**Exercise details**
Below are the records; count how many of their lines contain the word "dark" and give that number only.

**Dataset records**
↓↓↓
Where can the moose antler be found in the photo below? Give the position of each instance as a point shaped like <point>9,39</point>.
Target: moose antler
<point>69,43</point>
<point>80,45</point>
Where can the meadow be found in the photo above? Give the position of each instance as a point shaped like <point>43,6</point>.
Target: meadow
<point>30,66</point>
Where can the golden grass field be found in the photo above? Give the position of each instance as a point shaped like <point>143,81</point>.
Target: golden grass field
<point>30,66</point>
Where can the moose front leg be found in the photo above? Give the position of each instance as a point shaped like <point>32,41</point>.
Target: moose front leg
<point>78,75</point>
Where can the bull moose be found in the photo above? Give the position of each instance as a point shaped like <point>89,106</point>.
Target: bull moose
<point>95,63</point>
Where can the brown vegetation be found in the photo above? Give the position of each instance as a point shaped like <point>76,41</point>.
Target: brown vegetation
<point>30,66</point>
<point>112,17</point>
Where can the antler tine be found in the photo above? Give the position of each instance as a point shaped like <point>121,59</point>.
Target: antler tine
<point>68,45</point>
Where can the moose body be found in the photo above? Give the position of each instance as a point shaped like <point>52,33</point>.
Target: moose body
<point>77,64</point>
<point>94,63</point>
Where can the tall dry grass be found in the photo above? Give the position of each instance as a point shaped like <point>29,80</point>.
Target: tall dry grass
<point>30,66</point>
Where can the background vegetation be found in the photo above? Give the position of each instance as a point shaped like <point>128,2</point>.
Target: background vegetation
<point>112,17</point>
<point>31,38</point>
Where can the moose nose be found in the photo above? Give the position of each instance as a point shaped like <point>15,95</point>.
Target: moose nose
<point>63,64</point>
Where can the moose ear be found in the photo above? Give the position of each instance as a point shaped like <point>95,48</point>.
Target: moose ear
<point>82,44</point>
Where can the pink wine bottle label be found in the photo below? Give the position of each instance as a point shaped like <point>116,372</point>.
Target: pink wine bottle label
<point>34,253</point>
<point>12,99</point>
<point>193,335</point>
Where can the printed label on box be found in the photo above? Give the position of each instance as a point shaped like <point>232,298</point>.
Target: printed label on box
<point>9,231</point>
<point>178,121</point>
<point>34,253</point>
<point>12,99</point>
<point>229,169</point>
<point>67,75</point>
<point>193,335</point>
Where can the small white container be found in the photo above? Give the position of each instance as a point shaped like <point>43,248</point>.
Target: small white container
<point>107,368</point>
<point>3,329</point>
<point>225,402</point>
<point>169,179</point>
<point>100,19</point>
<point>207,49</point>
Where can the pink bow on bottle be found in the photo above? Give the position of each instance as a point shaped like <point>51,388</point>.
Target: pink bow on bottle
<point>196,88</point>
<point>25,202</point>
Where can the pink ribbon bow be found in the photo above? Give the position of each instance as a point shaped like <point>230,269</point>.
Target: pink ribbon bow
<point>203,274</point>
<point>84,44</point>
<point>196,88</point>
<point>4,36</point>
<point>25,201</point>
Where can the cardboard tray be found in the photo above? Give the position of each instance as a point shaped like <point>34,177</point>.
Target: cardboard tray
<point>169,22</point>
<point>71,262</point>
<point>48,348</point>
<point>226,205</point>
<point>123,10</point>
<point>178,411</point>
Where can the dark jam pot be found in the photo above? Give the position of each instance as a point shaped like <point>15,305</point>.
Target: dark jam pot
↑↑↑
**Answer to this problem**
2